*** PASSAGE FOR REVIEW ***

As Brendan noted, the problem can be viewed as counting orbits of a certain set under an action of $S_m\times S_n$. However, the action of $S_m$ just reduces counting sequences to counting multisets, so if we can count orbits of multisets in some other way, we don't need this action and we can just count orbits of multisets under an action of $S_n$.

More generally, we could start with a finite group $G$ acting on a set $T$. Then $G$ acts in a natural way on multisets of elements of $T$. We would like to count orbits under this action of multisets of $m$ elements of $T$. We can do this using (the weighted form of) Burnside's lemma.

it is sufficient to count, for each $g\in G$, the number of $m$-multisets fixed by $g$. But a multiset is fixed by $g$ if and only if it is a multiset union of orbits of $g$ on $T$. In our example, $G$ is the symmetric group $S_n$ and $T$ is also $S_n$, and $G$ acts on $T$ by multiplication. The orbits of $g$ are easy to determine, as described below.

Let's look first at the case $n=2$. There are two permutations of $\{1,2\}$, which I'll denote as $\iota=\binom{1\ 2}{1\ 2}$ and $\tau=\binom{1\ 2}{2\ 1}$. The generating function for multisets of these permutations is $1/(1-x)^2$ (where the weight of a multiset of size $j$ is $x^j$) and this is the same as the generating function for multisets fixed by $\iota$. There is only one orbit of $\tau$, which is all of $S_2$, so multisets fixed by $\tau$ have the same number of copies of $\iota$ and $\tau$, and the generating function for these is $1/(1-x^2)$. So by Burnside's lemma, the number of orbits of multisets is $$\frac12\left(\frac{1}{(1-x)^2} +\frac{1}{1-x^2}\right) =\frac{1}{(1-x)(1-x^2)}. $$

In the general case we need to find the generating function for multisets of elements of $S_n$ fixed by a permutation $\pi\in S_n$. A multiset fixed by $\pi$ must be a multiset union of orbits $\pi$ on $S_n$. Let $o(\pi)$ be the order of $\pi$, that is, the least $k$ such that $\pi^k$ is the identity permutation. Then every orbit of $\pi$ on $S_n$ has $o(\pi)$ elements and there are $n!/o(\pi)$ orbits. Thus the generating function for multisets of these orbits, which is the generating function for multisets of elements of $S_n$ fixed by $\pi$, is $$ \frac{1}{(1-x^{o(\pi)})^{n!/o(\pi)}} $$ and thus the generating function for orbits of multisets under the action of $S_n$ is $$\frac{1}{n!} \sum_{\pi\in S_n} \frac{1}{(1-x^{o(\pi)})^{n!/o(\pi)}}.$$ (If $\pi$ has cycles of length $\lambda_1,\dots, \lambda_k$ then $o(\pi)$ is the least common multiple of $\lambda_1,\dots, \lambda_k$.)

*** INFORMATION SUPPLIED ***

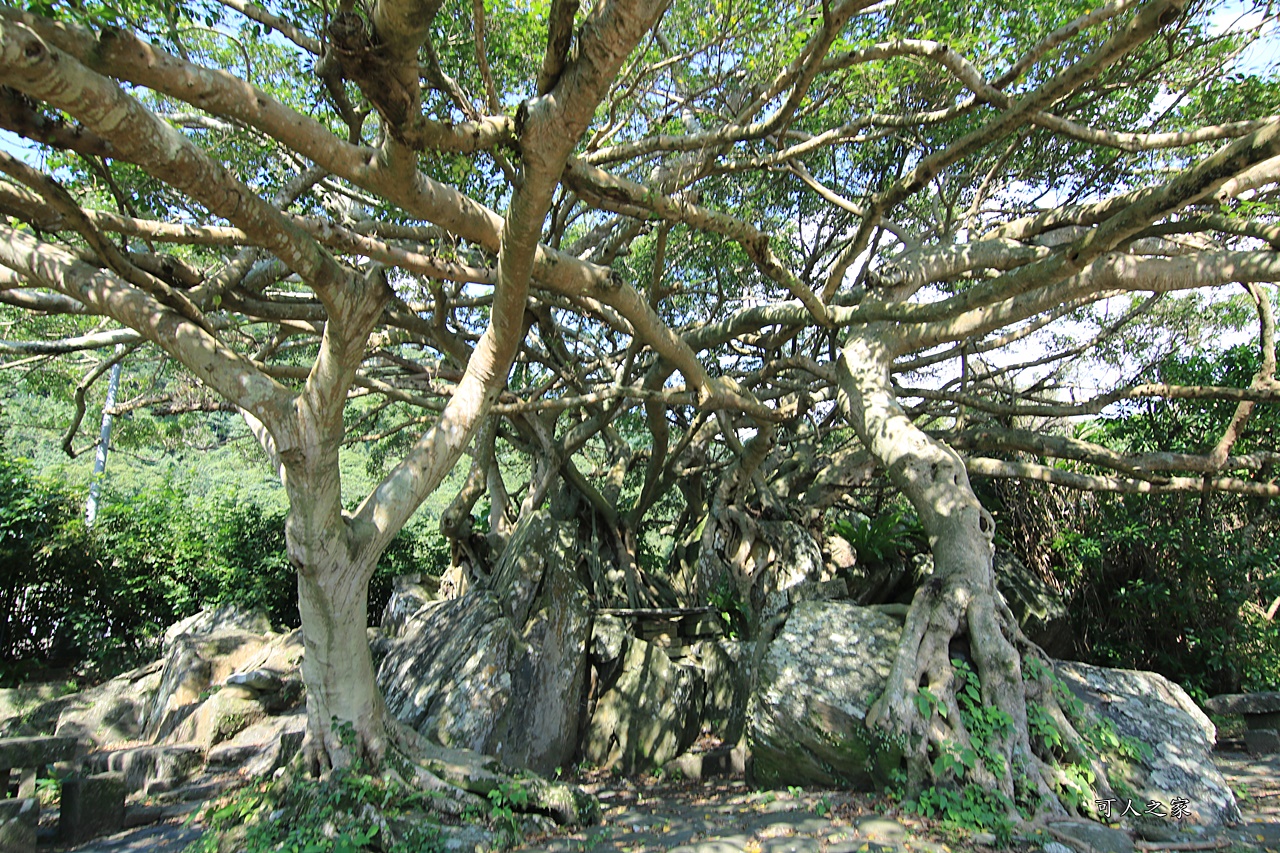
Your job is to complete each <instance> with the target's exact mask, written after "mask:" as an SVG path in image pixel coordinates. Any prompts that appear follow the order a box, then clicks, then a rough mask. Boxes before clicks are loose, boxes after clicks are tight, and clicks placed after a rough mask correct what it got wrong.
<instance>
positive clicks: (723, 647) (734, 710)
mask: <svg viewBox="0 0 1280 853" xmlns="http://www.w3.org/2000/svg"><path fill="white" fill-rule="evenodd" d="M754 649H755V646H754V644H753V643H744V642H741V640H733V639H713V640H699V642H698V643H694V644H692V647H691V648H690V649H689V656H687V658H686V660H687V661H689V662H690V663H692V665H694V666H696V667H698V669H700V670H701V679H703V685H704V686H703V712H701V727H703V729H705V730H707V731H709V733H710V734H714V735H717V736H718V738H719V739H721V740H722V742H724V743H727V744H736V743H737V742H739V740H741V738H742V733H744V731H745V729H746V703H748V701H749V699H750V697H751V653H753V652H754Z"/></svg>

***

**EXERCISE REQUIREMENTS:**
1) Restate the paragraph of the passage on counting multiset orbits that begins "More generally, we could start" as a short bulleted list, keeping its main facts.
2) Reproduce the portion of the passage on counting multiset orbits starting at "it is sufficient" and ending at "as described below.".
Work only from the passage on counting multiset orbits, not from the lines.

**SOLUTIONS TO THE TASKS:**
1)
- Start with a finite group $G$ acting on a set $T$.
- $G$ then acts naturally on multisets of elements of $T$.
- The aim is to count orbits of multisets of $m$ elements of $T$ under this action.
- This can be done with the weighted form of Burnside's lemma.

2)
it is sufficient to count, for each $g\in G$, the number of $m$-multisets fixed by $g$. But a multiset is fixed by $g$ if and only if it is a multiset union of orbits of $g$ on $T$. In our example, $G$ is the symmetric group $S_n$ and $T$ is also $S_n$, and $G$ acts on $T$ by multiplication. The orbits of $g$ are easy to determine, as described below.